Texte |
▼
Article SNB

Course longue distance master (8 km) de Mulhouse - 07 octobre

La vocation de rameur Master impose de regrettables renoncements au confort de la vie moderne. Rendez-vous samedi matin 7 octobre à 6h30 au club. Réveil 5h… Nécessité de se goinfrer au petit-déjeuner alors qu’on n’a pas très faim en vue de l’effort ultérieur. 6h25 au club sous un froid de canard. Je claque des dents. Les températures estivales de l’après-midi m’ont fait oublier qu’en octobre les petits matins sont très frais. Nico, Jean-Marc arrivent. Puis Matthieu, notre chauffeur, entièrement emmitouflé (ça sent l’expérience). Federico se laisse désirer. Notre distrait a oublié sa combinaison à la maison. 

A 6h45, le camion démarre. Se trimbaler en ville avec une longue remorque sur laquelle nous avons attaché le Ville de Besançon (un peu esseulé sur l’attelage) n’est pas simple. Surtout dans les virages à angle droit. Matthieu maîtrise. Parfaitement. Autoroute à Marchaux. Direction Mulhouse. Le vrombissement du moteur nous plonge tous dans une relativesomnolence contre laquelle la dureté spartiate des sièges du camion nous aide à bien lutter. Pas facile de dormir. Peu à peu le jour se lève. Vers 8h j’assiste à une scène assez pénible pour un estomac délicat. Nous sommes trois heures avant l’effort, le temps nécessaire à une première digestion. Il s’agit de prendre des forces. Federico, prônant le chauvinisme culinaire, sort un plat de pâtes froides, Nico aussi. Jean-Marc une pleine gamelle de salade de riz (avec des morceaux de saucisses). Le genre ragoût-toutou. Une ration de guerrier. Je me contente d’un petit sandwich au saumon fumé.
▲
Informations fournies |
▼
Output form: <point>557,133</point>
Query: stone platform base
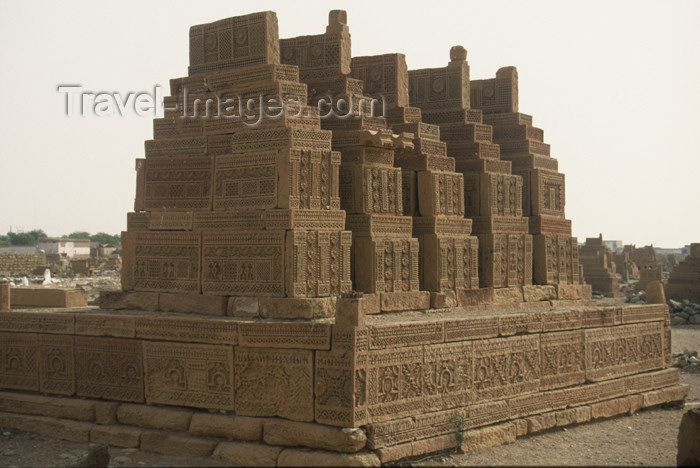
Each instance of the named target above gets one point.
<point>354,387</point>
<point>250,441</point>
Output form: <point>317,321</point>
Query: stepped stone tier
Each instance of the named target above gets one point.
<point>385,253</point>
<point>555,252</point>
<point>599,267</point>
<point>648,264</point>
<point>301,288</point>
<point>684,280</point>
<point>493,195</point>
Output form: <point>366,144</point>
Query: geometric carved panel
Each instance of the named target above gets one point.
<point>391,383</point>
<point>109,368</point>
<point>182,183</point>
<point>318,263</point>
<point>555,259</point>
<point>505,260</point>
<point>562,362</point>
<point>19,361</point>
<point>506,366</point>
<point>186,374</point>
<point>56,372</point>
<point>448,374</point>
<point>611,352</point>
<point>547,193</point>
<point>274,382</point>
<point>246,263</point>
<point>161,261</point>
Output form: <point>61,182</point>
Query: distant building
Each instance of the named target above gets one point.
<point>68,248</point>
<point>614,246</point>
<point>98,250</point>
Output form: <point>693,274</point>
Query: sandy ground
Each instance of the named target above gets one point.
<point>647,438</point>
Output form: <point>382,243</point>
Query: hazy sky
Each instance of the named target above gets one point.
<point>615,85</point>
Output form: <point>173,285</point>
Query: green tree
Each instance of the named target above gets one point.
<point>20,238</point>
<point>37,233</point>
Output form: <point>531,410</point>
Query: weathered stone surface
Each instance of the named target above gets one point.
<point>305,457</point>
<point>655,293</point>
<point>396,452</point>
<point>193,303</point>
<point>297,307</point>
<point>407,300</point>
<point>539,293</point>
<point>467,297</point>
<point>610,408</point>
<point>247,454</point>
<point>274,382</point>
<point>175,444</point>
<point>39,297</point>
<point>511,324</point>
<point>666,395</point>
<point>541,422</point>
<point>105,325</point>
<point>486,437</point>
<point>225,426</point>
<point>574,416</point>
<point>188,374</point>
<point>117,436</point>
<point>106,412</point>
<point>317,436</point>
<point>156,418</point>
<point>68,408</point>
<point>114,299</point>
<point>75,431</point>
<point>689,439</point>
<point>248,307</point>
<point>520,427</point>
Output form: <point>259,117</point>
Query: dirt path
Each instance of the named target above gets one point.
<point>647,438</point>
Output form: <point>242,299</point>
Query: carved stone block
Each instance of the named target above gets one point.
<point>197,330</point>
<point>547,193</point>
<point>506,366</point>
<point>56,370</point>
<point>447,376</point>
<point>290,335</point>
<point>556,259</point>
<point>161,261</point>
<point>493,194</point>
<point>448,263</point>
<point>109,368</point>
<point>178,183</point>
<point>317,263</point>
<point>385,75</point>
<point>505,260</point>
<point>189,374</point>
<point>104,325</point>
<point>386,265</point>
<point>246,263</point>
<point>339,388</point>
<point>611,352</point>
<point>274,382</point>
<point>371,189</point>
<point>440,194</point>
<point>393,383</point>
<point>562,359</point>
<point>293,178</point>
<point>19,361</point>
<point>234,43</point>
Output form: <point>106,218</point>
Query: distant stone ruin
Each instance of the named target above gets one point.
<point>599,269</point>
<point>334,260</point>
<point>684,281</point>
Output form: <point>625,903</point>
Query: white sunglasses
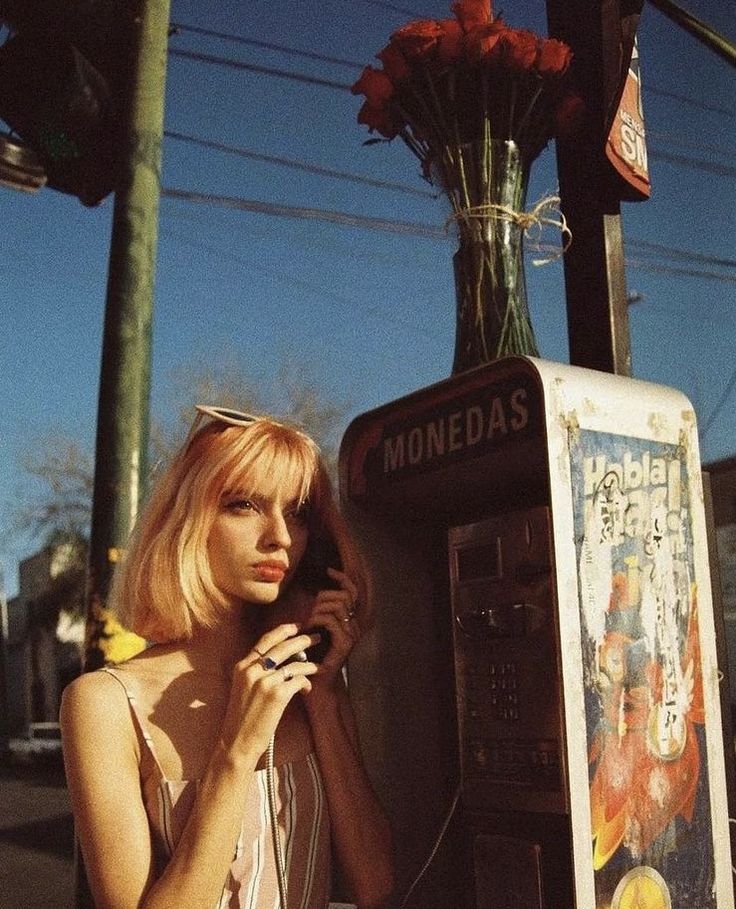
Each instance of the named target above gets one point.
<point>219,414</point>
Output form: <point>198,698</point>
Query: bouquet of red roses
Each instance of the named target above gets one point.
<point>448,83</point>
<point>476,101</point>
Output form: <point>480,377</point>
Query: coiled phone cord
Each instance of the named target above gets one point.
<point>278,851</point>
<point>436,846</point>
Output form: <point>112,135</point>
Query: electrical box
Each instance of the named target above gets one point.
<point>544,653</point>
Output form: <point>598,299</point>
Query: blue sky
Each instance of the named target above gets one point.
<point>369,313</point>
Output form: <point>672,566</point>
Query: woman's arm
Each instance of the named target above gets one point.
<point>100,754</point>
<point>360,829</point>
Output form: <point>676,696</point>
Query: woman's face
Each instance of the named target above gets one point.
<point>255,544</point>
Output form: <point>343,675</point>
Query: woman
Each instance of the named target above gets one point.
<point>166,755</point>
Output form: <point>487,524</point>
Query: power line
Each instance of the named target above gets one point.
<point>711,167</point>
<point>398,9</point>
<point>685,99</point>
<point>317,169</point>
<point>229,63</point>
<point>720,404</point>
<point>674,253</point>
<point>682,271</point>
<point>310,214</point>
<point>673,139</point>
<point>410,228</point>
<point>265,45</point>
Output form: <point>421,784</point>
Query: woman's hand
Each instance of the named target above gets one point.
<point>263,683</point>
<point>334,610</point>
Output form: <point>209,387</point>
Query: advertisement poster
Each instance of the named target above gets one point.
<point>652,843</point>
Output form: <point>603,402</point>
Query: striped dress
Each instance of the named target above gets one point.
<point>303,822</point>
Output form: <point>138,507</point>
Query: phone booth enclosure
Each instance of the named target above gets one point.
<point>543,641</point>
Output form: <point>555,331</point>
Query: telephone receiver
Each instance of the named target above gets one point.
<point>312,576</point>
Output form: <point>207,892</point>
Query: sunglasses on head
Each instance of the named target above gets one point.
<point>225,414</point>
<point>220,415</point>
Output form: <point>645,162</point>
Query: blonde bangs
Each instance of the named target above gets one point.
<point>166,588</point>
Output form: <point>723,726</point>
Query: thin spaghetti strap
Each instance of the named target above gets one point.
<point>137,717</point>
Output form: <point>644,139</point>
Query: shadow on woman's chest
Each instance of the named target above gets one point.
<point>184,717</point>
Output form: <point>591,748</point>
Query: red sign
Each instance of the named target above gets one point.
<point>626,146</point>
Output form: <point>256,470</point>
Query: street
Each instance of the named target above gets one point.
<point>36,839</point>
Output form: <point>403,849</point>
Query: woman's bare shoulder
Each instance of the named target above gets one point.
<point>93,694</point>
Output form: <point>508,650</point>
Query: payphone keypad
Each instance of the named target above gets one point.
<point>506,660</point>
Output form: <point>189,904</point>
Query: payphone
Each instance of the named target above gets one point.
<point>543,653</point>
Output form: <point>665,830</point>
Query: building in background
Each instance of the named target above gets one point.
<point>43,636</point>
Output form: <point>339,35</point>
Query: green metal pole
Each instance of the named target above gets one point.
<point>123,410</point>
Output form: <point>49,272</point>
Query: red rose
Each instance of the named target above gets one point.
<point>394,63</point>
<point>482,42</point>
<point>518,48</point>
<point>450,47</point>
<point>471,13</point>
<point>569,114</point>
<point>375,85</point>
<point>379,119</point>
<point>417,38</point>
<point>554,57</point>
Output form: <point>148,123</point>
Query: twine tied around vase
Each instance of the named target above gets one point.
<point>531,219</point>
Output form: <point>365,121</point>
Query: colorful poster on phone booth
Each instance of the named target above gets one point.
<point>652,841</point>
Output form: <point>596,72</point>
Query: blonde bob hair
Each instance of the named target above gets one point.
<point>163,589</point>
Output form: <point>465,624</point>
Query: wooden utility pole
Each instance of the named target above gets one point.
<point>123,410</point>
<point>595,281</point>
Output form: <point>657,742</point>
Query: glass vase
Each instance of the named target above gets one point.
<point>492,313</point>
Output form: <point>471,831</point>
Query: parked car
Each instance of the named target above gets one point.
<point>42,742</point>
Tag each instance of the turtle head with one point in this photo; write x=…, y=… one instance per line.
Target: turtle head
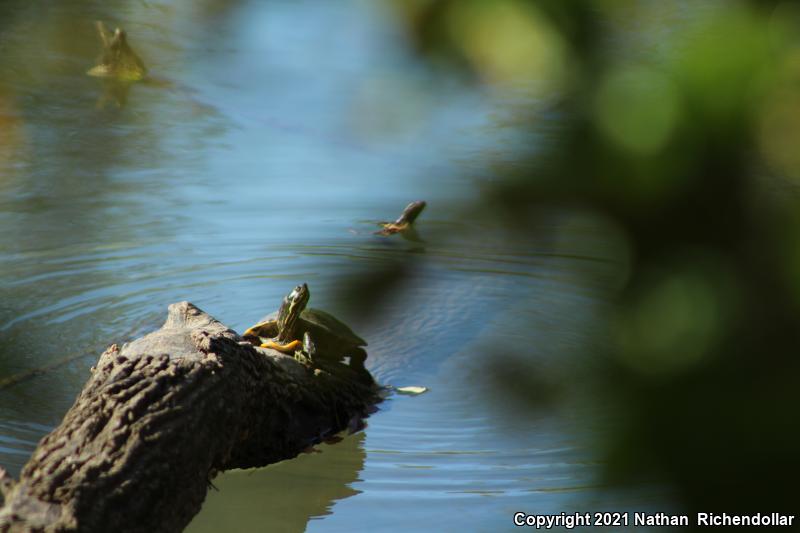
x=411, y=212
x=291, y=307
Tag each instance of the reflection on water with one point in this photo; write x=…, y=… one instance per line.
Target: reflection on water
x=271, y=139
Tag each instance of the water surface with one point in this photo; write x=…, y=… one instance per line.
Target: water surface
x=272, y=138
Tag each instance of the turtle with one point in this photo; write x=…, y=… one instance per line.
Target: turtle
x=322, y=334
x=404, y=221
x=118, y=60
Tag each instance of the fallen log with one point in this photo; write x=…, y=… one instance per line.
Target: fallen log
x=161, y=416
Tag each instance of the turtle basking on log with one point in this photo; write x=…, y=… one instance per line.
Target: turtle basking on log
x=118, y=59
x=404, y=221
x=318, y=333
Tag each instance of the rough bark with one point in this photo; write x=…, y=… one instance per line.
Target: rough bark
x=160, y=416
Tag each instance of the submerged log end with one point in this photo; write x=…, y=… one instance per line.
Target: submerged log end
x=159, y=417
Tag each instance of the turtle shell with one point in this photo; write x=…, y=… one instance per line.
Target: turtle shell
x=317, y=321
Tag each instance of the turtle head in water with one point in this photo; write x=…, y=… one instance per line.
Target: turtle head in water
x=118, y=59
x=404, y=221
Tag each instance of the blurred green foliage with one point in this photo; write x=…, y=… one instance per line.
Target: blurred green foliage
x=680, y=126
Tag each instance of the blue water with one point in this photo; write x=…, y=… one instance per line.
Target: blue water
x=271, y=139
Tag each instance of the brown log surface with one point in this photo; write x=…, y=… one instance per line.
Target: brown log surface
x=161, y=416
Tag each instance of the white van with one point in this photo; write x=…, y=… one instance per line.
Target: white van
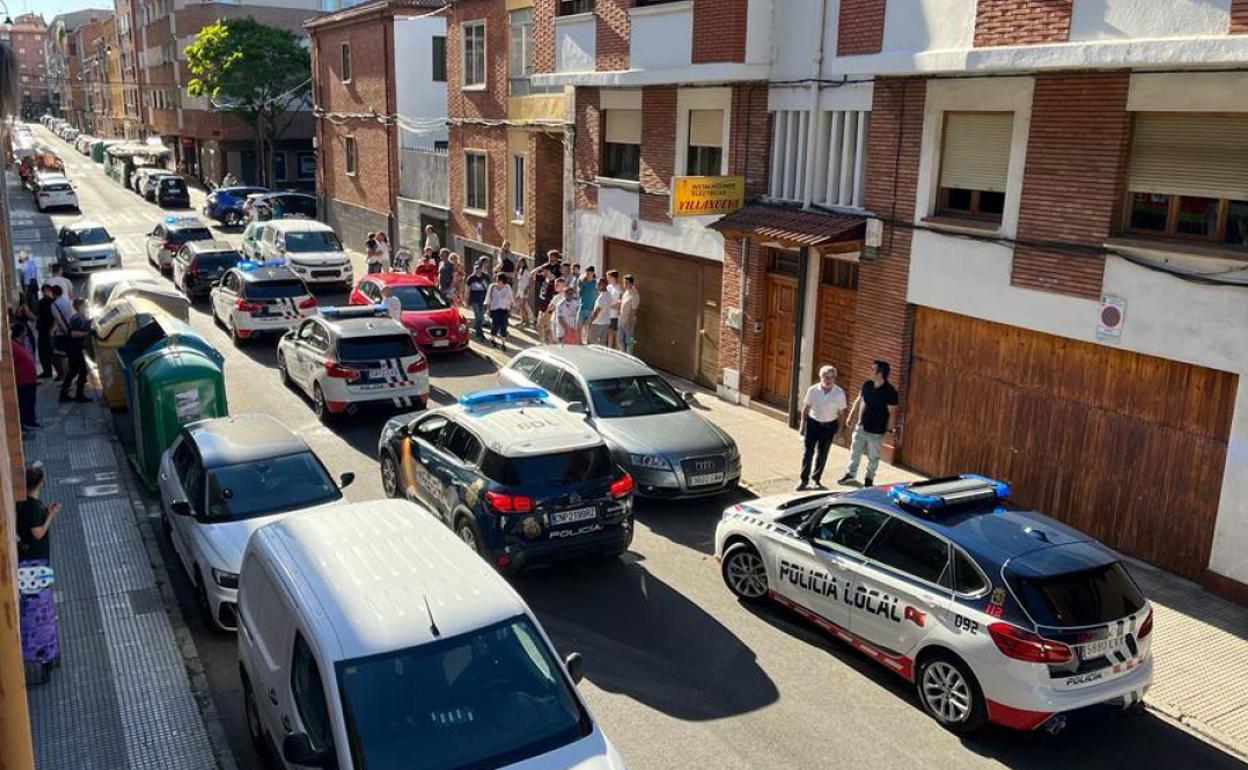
x=308, y=247
x=371, y=637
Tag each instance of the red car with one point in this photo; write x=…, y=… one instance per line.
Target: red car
x=434, y=323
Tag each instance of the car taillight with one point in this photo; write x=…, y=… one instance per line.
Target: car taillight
x=622, y=486
x=509, y=503
x=341, y=372
x=1021, y=644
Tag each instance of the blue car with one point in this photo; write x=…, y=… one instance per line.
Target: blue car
x=519, y=481
x=225, y=204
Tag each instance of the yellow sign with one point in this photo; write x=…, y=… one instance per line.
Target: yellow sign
x=700, y=196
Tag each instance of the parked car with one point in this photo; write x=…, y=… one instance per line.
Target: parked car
x=224, y=478
x=371, y=637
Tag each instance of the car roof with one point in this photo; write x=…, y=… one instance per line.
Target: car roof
x=386, y=575
x=242, y=438
x=593, y=361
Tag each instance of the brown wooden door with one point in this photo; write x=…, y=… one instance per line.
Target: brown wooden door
x=778, y=320
x=1126, y=447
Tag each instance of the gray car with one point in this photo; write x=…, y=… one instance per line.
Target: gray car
x=82, y=247
x=670, y=451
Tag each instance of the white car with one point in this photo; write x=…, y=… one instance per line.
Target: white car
x=224, y=478
x=370, y=637
x=994, y=612
x=251, y=301
x=308, y=247
x=348, y=358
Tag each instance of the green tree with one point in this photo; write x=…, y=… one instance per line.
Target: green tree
x=260, y=73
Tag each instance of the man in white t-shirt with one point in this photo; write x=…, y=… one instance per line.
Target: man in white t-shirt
x=821, y=411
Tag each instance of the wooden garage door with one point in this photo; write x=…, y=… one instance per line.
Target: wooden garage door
x=1126, y=447
x=679, y=298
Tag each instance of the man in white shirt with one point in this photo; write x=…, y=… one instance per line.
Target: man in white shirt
x=821, y=409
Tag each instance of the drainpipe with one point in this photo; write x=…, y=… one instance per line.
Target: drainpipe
x=816, y=66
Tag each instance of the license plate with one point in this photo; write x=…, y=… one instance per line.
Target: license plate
x=572, y=517
x=705, y=478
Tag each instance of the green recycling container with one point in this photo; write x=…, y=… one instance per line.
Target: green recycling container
x=171, y=386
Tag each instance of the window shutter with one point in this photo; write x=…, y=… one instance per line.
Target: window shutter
x=706, y=127
x=1197, y=155
x=623, y=126
x=976, y=154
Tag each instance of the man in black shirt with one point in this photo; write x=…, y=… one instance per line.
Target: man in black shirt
x=876, y=404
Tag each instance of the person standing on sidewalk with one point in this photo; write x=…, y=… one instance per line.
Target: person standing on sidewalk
x=821, y=412
x=876, y=406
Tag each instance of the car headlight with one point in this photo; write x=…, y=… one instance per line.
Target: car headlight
x=653, y=462
x=225, y=579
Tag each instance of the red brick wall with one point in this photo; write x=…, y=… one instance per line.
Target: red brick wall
x=719, y=30
x=860, y=28
x=1022, y=21
x=588, y=136
x=884, y=322
x=1073, y=184
x=658, y=151
x=613, y=34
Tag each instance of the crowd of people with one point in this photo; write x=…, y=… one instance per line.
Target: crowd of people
x=562, y=303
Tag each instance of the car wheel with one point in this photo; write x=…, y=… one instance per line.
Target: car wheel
x=950, y=694
x=390, y=476
x=744, y=572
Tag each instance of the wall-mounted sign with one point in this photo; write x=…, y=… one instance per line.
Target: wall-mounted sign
x=700, y=196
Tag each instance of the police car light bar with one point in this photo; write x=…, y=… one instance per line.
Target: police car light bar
x=947, y=492
x=501, y=396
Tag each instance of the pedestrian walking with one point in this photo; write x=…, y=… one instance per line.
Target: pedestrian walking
x=876, y=406
x=821, y=412
x=629, y=305
x=74, y=343
x=478, y=285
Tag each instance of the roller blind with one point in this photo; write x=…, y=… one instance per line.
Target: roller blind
x=706, y=127
x=1197, y=155
x=623, y=126
x=976, y=154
▲
Votre tâche | Recopiez le passage du texte qui commence par "La vocation de" et va jusqu'à "à la maison.", en remplaçant "froid de canard" par "froid glacial". Les entrées n'ont aucun rapport avec le texte.

Solution proposée |
La vocation de rameur Master impose de regrettables renoncements au confort de la vie moderne. Rendez-vous samedi matin 7 octobre à 6h30 au club. Réveil 5h… Nécessité de se goinfrer au petit-déjeuner alors qu’on n’a pas très faim en vue de l’effort ultérieur. 6h25 au club sous un froid glacial. Je claque des dents. Les températures estivales de l’après-midi m’ont fait oublier qu’en octobre les petits matins sont très frais. Nico, Jean-Marc arrivent. Puis Matthieu, notre chauffeur, entièrement emmitouflé (ça sent l’expérience). Federico se laisse désirer. Notre distrait a oublié sa combinaison à la maison.